*** Block opens ***
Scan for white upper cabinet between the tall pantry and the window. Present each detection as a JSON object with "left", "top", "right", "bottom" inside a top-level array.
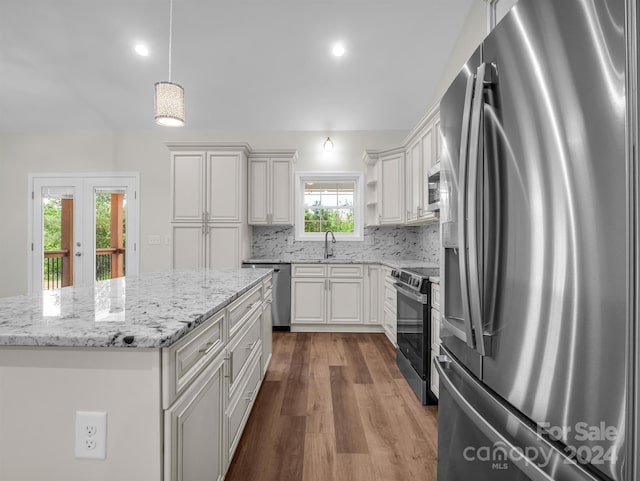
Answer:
[{"left": 249, "top": 150, "right": 298, "bottom": 225}]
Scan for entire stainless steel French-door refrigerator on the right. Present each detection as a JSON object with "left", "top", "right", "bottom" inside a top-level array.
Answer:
[{"left": 437, "top": 0, "right": 638, "bottom": 481}]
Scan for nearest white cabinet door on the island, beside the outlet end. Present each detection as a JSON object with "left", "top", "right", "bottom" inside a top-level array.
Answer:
[{"left": 164, "top": 354, "right": 226, "bottom": 481}]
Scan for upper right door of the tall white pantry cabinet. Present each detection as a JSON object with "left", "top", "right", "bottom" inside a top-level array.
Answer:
[{"left": 206, "top": 152, "right": 246, "bottom": 222}]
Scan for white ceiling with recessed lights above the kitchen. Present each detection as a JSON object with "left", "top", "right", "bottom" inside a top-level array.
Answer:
[{"left": 0, "top": 0, "right": 473, "bottom": 131}]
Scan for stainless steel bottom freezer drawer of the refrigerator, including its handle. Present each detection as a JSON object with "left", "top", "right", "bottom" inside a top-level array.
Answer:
[{"left": 436, "top": 351, "right": 601, "bottom": 481}]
*** Block closes ***
Restate all the material verbatim; omit every picture.

▶ **SOLUTION FOR THIS TASK**
Scan for white upper cabinet between the tall pantry and the window. Present each detection as a JSON object with "left", "top", "right", "bottom" inside a top-level array.
Answer:
[{"left": 249, "top": 150, "right": 298, "bottom": 225}]
Scan for entire stainless steel French-door refrigerator on the right. Present each detection as a JSON object with "left", "top", "right", "bottom" inside a top-level array.
Answer:
[{"left": 437, "top": 0, "right": 638, "bottom": 481}]
Scan for nearest white cabinet door on the island, beside the outlet end. Present each detection as a JSON object with "left", "top", "right", "bottom" inside a top-level array.
Answer:
[{"left": 164, "top": 354, "right": 226, "bottom": 481}]
Scan for upper right door of the tall white pantry cabinet. Present each detection as a JSON object with "left", "top", "right", "bottom" inside a top-level array.
Answer:
[{"left": 206, "top": 152, "right": 246, "bottom": 222}]
Scan for white ceiling with recessed lights above the kitchen. Present each detection as a JSON object with "left", "top", "right", "bottom" inside a top-level array.
Answer:
[{"left": 0, "top": 0, "right": 473, "bottom": 131}]
Scan for stainless steel bottom freezer drawer of the refrigerator, including its handle. Present each detection as a JSON object with "left", "top", "right", "bottom" inside a top-level array.
Answer:
[{"left": 436, "top": 351, "right": 601, "bottom": 481}]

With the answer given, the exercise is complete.